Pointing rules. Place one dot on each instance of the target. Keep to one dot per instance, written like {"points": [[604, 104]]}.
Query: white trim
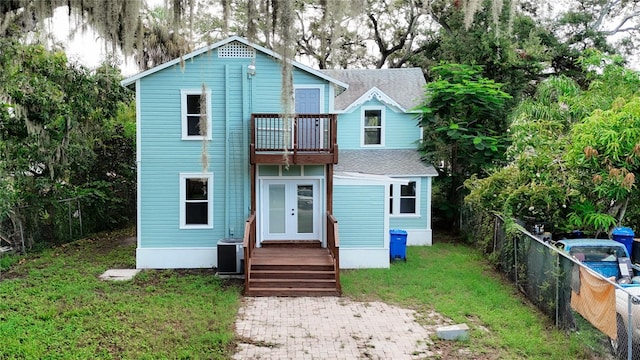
{"points": [[127, 82], [383, 125], [138, 164], [378, 94], [183, 195], [312, 86], [176, 258], [397, 198], [183, 114], [351, 178], [319, 199], [361, 258]]}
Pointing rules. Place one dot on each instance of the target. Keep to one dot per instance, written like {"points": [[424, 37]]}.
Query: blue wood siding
{"points": [[360, 213], [401, 131], [164, 155]]}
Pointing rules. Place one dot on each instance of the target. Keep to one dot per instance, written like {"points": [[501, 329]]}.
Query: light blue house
{"points": [[217, 159]]}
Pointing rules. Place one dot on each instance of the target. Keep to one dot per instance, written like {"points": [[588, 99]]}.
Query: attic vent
{"points": [[236, 50]]}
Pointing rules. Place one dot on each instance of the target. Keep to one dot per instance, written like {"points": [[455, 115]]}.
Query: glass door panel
{"points": [[277, 209], [305, 209]]}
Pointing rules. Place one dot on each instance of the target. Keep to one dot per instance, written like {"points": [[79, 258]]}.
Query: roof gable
{"points": [[241, 51], [379, 95], [402, 89]]}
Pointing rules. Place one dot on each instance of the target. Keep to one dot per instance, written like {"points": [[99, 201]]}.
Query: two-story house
{"points": [[217, 159]]}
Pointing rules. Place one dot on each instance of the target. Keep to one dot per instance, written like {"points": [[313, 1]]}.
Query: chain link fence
{"points": [[559, 285]]}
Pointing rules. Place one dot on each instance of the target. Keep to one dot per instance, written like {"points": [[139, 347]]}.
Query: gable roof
{"points": [[131, 80], [402, 89], [392, 162]]}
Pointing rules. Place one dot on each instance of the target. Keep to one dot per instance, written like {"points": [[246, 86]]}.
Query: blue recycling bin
{"points": [[624, 235], [398, 244]]}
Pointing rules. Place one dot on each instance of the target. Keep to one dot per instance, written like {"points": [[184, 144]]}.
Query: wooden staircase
{"points": [[291, 269]]}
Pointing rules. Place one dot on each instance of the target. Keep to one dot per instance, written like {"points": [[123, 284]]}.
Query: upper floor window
{"points": [[404, 199], [372, 126], [196, 117], [196, 201]]}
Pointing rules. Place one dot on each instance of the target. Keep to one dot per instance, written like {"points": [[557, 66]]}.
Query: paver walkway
{"points": [[330, 328]]}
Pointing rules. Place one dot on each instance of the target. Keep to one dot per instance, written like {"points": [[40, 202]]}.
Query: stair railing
{"points": [[333, 244], [249, 244]]}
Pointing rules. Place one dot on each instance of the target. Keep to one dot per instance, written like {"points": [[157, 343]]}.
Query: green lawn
{"points": [[458, 283], [52, 305]]}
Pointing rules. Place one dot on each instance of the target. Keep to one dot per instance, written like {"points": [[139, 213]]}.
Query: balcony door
{"points": [[291, 210], [310, 130]]}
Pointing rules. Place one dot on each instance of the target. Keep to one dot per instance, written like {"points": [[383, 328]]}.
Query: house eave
{"points": [[378, 94], [128, 82]]}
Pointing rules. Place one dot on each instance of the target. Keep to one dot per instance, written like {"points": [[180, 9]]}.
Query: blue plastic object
{"points": [[398, 244], [624, 235]]}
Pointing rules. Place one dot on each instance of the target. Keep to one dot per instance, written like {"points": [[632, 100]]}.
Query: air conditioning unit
{"points": [[230, 256]]}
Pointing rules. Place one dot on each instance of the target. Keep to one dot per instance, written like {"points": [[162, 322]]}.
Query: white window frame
{"points": [[363, 110], [183, 200], [397, 198], [183, 114]]}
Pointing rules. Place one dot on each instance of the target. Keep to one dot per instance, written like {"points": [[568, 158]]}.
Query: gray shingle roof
{"points": [[405, 85], [390, 162]]}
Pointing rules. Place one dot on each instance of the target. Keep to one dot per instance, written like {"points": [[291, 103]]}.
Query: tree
{"points": [[574, 153], [463, 119], [53, 125]]}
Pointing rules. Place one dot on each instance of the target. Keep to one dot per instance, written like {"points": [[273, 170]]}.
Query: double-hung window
{"points": [[196, 201], [196, 114], [404, 199], [372, 126]]}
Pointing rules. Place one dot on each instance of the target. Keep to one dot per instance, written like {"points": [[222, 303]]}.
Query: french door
{"points": [[290, 209]]}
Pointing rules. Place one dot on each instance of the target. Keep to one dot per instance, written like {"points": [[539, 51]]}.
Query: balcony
{"points": [[300, 139]]}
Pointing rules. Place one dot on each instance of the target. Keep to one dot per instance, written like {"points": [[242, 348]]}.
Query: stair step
{"points": [[294, 274], [282, 267], [291, 292], [305, 244], [292, 283]]}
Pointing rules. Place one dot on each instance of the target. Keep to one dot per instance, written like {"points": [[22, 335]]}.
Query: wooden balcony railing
{"points": [[333, 244], [301, 139]]}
--------------------------------
[Work item] Could you reproduce every record above exactly, leaving out any pictures?

[Expected answer]
Pointing rules. Place one dot on each instance of the target. Keep to one dot per instance, written like {"points": [[604, 104]]}.
Query: white trim
{"points": [[127, 82], [383, 125], [138, 164], [378, 94], [183, 195], [312, 86], [176, 258], [397, 198], [183, 114], [351, 178], [319, 199], [361, 258]]}
Pointing rules. Place one dot on each instance of the target. Keep to one dot per instance, written like {"points": [[424, 37]]}.
Query: blue wood siding
{"points": [[360, 213], [401, 131], [164, 155]]}
Pointing rules. Place one dot on each instance of the target. Keep to one dot per instance, written like {"points": [[501, 329]]}.
Query: light blue house
{"points": [[217, 159]]}
Pointing rules. Place one dot on each instance of the target. Keep to one dot per instance, written like {"points": [[588, 99]]}.
Query: attic vent
{"points": [[236, 50]]}
Pointing rules. Place one dot on each instance of the target. Keep to one dot per instance, written like {"points": [[455, 115]]}.
Query: glass door panel
{"points": [[277, 209], [305, 209]]}
Pointing rules. Place one dot on each instance of the target. Keep to one dot per instance, written like {"points": [[79, 258]]}.
Query: roof gable
{"points": [[241, 51], [379, 95], [402, 89]]}
Pointing rules. Place one dot on each instance of the target. Keep to one dot per instance, written like {"points": [[99, 201]]}.
Query: two-story house
{"points": [[217, 159]]}
Pointing rules. Place one dot on each instance of the target. Keep to one dot per instance, written like {"points": [[313, 1]]}.
Query: chain link fence
{"points": [[559, 285]]}
Pointing rules. Place one dot on each instance of the target. Keep to one dot per instance, written like {"points": [[139, 347]]}.
Query: gable roof
{"points": [[131, 80], [402, 89], [392, 162]]}
Pointing rules. Place one dot on each instance of the target. Keep to one dot per instance, written like {"points": [[246, 86]]}.
Query: blue recycling bin
{"points": [[624, 235], [398, 244]]}
Pointing rules. Place one dot on each instance of the target. Keep to one dot per instance, written like {"points": [[184, 144]]}.
Query: wooden staircase
{"points": [[291, 269]]}
Pointing rules. Place one dot on each instance of the target. Keep to one dot per instance, written like {"points": [[123, 284]]}.
Query: upper floor window
{"points": [[404, 199], [372, 126], [196, 117], [196, 201]]}
Pointing rules. Place one dot on each instance of the target. Keep to one dot per instance, written like {"points": [[557, 66]]}.
Query: paver walkway
{"points": [[330, 328]]}
Pointing rules. Place one dot on each instance of the target. Keep to one dot per instance, written like {"points": [[40, 202]]}.
Query: stair railing
{"points": [[333, 244], [249, 244]]}
Pointing rules. Place one dot on each instance of the target. Keep to one dot per instance, written like {"points": [[157, 343]]}.
Query: green lawn
{"points": [[458, 283], [52, 305]]}
Pointing rules. Place one dot on each instance of the target. Keep to one dot per instance, written like {"points": [[139, 213]]}.
Query: balcony door
{"points": [[291, 210], [310, 130]]}
Pointing rules. Place one dot on each instance of the target. Keep to one dot per instance, written like {"points": [[383, 328]]}.
Query: house eave
{"points": [[378, 94], [128, 82]]}
Pointing rules. Place one dot on each instance of the target. Keep to one dot per instance, written like {"points": [[180, 9]]}.
Query: blue plastic object
{"points": [[398, 244], [624, 235]]}
Pointing rules. Place one dot on each instance of the target. Keep to one dot per instance, written like {"points": [[632, 100]]}.
Query: air conditioning unit
{"points": [[230, 256]]}
Pointing rules. Place one dot on each instance of the target. Keep to one dot per instance, written like {"points": [[162, 322]]}.
Query: white window frame
{"points": [[363, 110], [183, 200], [397, 198], [183, 114]]}
Pointing rules. Place one dot on each instance of the target. Keep to one dot per instance, written like {"points": [[568, 158]]}.
Query: gray shingle roof
{"points": [[405, 85], [390, 162]]}
Pointing rules. Place one dot on each instance of the target. Keep to one dot per instance, written like {"points": [[291, 103]]}.
Query: tree
{"points": [[574, 153], [463, 119], [53, 125]]}
Pointing rules. Place one dot on each instance of the target. Keep to one dot per instance, written like {"points": [[273, 170]]}.
Query: double-hung window
{"points": [[196, 201], [196, 114], [404, 199], [372, 126]]}
Pointing rules. Place one dot on each instance of the target. Keep to one dot per instance, written like {"points": [[222, 303]]}.
Query: french door
{"points": [[290, 209]]}
Pointing rules. Place one dot on each instance of the target. Keep to one dot per instance, written like {"points": [[539, 51]]}.
Query: balcony
{"points": [[300, 139]]}
Pointing rules. Place one dot on each instance of the target. Keep to one dot per instance, written like {"points": [[242, 348]]}.
Query: stair step
{"points": [[294, 274], [282, 267], [291, 292], [305, 244], [292, 283]]}
Pointing rules. Place one dot on each instance of the target. Keep to one dot per instance, written like {"points": [[22, 335]]}.
Query: wooden balcony railing
{"points": [[333, 244], [301, 139]]}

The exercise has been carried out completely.